Provided records below:

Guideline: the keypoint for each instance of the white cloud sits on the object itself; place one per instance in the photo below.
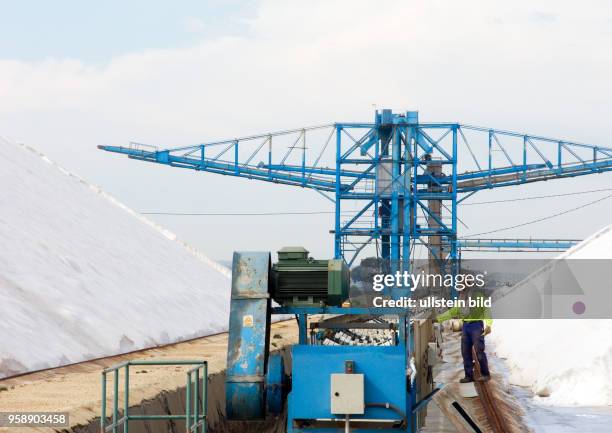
(310, 62)
(194, 25)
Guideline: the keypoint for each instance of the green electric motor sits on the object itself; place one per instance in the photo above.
(299, 280)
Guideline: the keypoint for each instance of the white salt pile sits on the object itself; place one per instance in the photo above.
(82, 276)
(565, 362)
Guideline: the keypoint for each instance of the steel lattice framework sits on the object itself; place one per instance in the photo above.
(395, 182)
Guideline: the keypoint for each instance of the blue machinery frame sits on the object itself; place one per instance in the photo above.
(255, 379)
(396, 182)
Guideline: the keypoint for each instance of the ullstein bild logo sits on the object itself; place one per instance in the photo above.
(422, 279)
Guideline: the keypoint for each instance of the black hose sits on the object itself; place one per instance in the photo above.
(391, 406)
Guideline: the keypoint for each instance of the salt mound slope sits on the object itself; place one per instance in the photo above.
(82, 276)
(565, 362)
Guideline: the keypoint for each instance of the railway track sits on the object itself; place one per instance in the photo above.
(491, 406)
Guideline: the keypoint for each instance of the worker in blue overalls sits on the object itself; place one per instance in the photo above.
(476, 324)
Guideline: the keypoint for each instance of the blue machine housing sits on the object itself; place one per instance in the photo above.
(386, 382)
(256, 385)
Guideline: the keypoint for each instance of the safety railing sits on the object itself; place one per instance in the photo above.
(195, 397)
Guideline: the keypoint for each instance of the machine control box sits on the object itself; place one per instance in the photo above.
(347, 394)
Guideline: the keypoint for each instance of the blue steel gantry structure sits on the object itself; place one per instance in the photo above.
(395, 182)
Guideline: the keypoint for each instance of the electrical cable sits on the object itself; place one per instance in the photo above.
(238, 214)
(536, 197)
(541, 219)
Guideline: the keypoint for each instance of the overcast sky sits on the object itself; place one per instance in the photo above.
(74, 75)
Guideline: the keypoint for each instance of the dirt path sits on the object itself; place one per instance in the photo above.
(76, 389)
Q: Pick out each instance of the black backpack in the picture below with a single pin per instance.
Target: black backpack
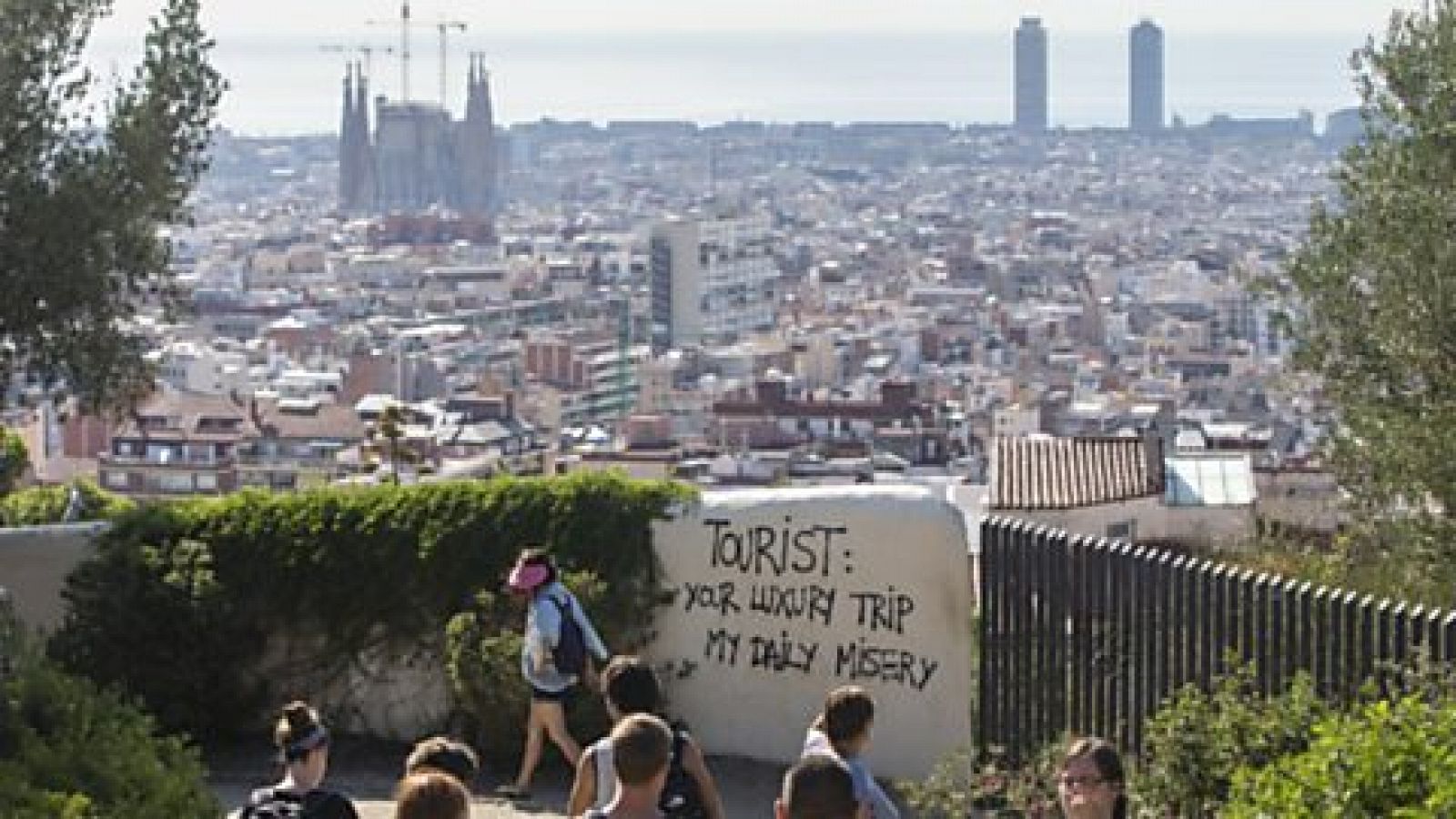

End of Provided records.

◆ **Action item**
Write out the lines from the line with "Guideline: the keypoint for each instance of the blue steel" through the end of the records exactly; do not include pictures or any other lines.

◆ **Solution**
Guideline: the keypoint for each instance of the blue steel gantry structure sits on the object itself; place one per instance in the photo above.
(395, 182)
Guideline: the keypoint for each instance of the electrical cable sits on the object itself; place one per instance in the photo above.
(238, 214)
(536, 197)
(541, 219)
Guideline: the keypoint for each instance of the overcast sky sits on the object itself; place one per instance in the photo above.
(74, 75)
Guideline: the keypoint for each instance of the dirt path sits on the object itself; place one per instance in the photo above.
(76, 389)
Q: Pick out each instance of the black backpack in the picture below with a single pin per instance.
Target: black backpack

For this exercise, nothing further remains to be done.